━━━ RECORDS

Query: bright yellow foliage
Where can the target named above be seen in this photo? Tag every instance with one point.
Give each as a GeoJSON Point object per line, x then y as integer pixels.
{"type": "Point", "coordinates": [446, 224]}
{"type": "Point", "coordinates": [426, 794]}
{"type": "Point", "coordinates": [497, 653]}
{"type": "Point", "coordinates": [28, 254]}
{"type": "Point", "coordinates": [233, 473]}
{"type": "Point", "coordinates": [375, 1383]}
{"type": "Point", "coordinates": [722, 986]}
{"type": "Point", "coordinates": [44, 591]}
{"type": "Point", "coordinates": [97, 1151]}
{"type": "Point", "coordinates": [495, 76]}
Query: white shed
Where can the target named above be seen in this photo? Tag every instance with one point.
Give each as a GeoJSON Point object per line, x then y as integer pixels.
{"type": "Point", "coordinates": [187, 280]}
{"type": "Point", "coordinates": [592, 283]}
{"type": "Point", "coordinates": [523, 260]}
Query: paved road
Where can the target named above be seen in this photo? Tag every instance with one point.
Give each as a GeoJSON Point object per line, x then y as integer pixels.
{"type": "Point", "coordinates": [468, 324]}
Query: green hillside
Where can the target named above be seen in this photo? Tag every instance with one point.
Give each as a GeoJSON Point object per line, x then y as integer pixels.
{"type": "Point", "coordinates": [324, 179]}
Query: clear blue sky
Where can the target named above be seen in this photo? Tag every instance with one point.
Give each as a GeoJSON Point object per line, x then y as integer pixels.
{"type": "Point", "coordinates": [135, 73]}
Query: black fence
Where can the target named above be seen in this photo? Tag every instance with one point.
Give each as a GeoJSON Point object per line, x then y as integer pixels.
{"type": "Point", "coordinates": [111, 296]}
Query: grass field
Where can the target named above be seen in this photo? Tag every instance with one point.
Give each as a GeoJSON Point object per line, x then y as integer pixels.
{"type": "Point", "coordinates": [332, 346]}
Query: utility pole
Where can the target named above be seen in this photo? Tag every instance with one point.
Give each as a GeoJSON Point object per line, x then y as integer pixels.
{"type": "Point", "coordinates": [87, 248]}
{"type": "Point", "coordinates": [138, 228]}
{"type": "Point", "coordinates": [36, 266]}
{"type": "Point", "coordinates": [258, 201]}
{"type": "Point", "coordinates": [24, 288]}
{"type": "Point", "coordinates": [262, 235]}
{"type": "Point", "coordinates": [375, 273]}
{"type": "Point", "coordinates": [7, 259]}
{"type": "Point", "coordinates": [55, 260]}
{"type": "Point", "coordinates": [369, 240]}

━━━━━━

#### [PROBLEM TO SOLVE]
Copy every one of these records verbatim, line for line.

#### [WRITTEN RESPONSE]
Query: bright yellow foliage
Where can the target named above be seen in this photo? Tag every instance with one point.
Give each as a GeoJSON Point object per line, x then y as integer pixels.
{"type": "Point", "coordinates": [446, 224]}
{"type": "Point", "coordinates": [426, 794]}
{"type": "Point", "coordinates": [497, 653]}
{"type": "Point", "coordinates": [28, 254]}
{"type": "Point", "coordinates": [233, 473]}
{"type": "Point", "coordinates": [375, 1383]}
{"type": "Point", "coordinates": [722, 986]}
{"type": "Point", "coordinates": [44, 591]}
{"type": "Point", "coordinates": [97, 1151]}
{"type": "Point", "coordinates": [495, 76]}
Query: white shed
Where can the target named above be seen in this photo? Tag every instance with one point.
Give each as a GeoJSON Point object per line, x then y as integer pixels.
{"type": "Point", "coordinates": [187, 280]}
{"type": "Point", "coordinates": [592, 283]}
{"type": "Point", "coordinates": [523, 260]}
Query: paved road
Where can the target named above be seen in this photo? Tag every instance with one point.
Give each as a GeoJSON Point object per line, x then y as integer pixels.
{"type": "Point", "coordinates": [468, 324]}
Query: green hillside
Where can the target named above be seen in this photo? Tag every instance with one point.
Give each as a GeoJSON Point object per line, x then y as integer pixels.
{"type": "Point", "coordinates": [324, 179]}
Query: clear blue sky
Where can the target named above be seen in this photo? Tag every instance with one point.
Give each as a GeoJSON Point object per line, x then y as integer pixels.
{"type": "Point", "coordinates": [135, 73]}
Query: black fence
Where can the target named above be seen in this photo? Tag every instance with one point.
Give each as a GeoJSON Point object per line, x then y as integer pixels.
{"type": "Point", "coordinates": [111, 296]}
Query: grass field
Where can the target named above be seen in this photo? Tag every instance with one point.
Give each as a GeoJSON Point object per line, x then y as integer pixels.
{"type": "Point", "coordinates": [332, 346]}
Query: utility pole
Where can the target named above be seen in this photo? Tag every instance with one point.
Give each as a GeoJSON Point object per line, x then y as integer pixels.
{"type": "Point", "coordinates": [87, 248]}
{"type": "Point", "coordinates": [138, 228]}
{"type": "Point", "coordinates": [36, 266]}
{"type": "Point", "coordinates": [258, 201]}
{"type": "Point", "coordinates": [24, 288]}
{"type": "Point", "coordinates": [262, 235]}
{"type": "Point", "coordinates": [375, 273]}
{"type": "Point", "coordinates": [7, 259]}
{"type": "Point", "coordinates": [55, 260]}
{"type": "Point", "coordinates": [369, 240]}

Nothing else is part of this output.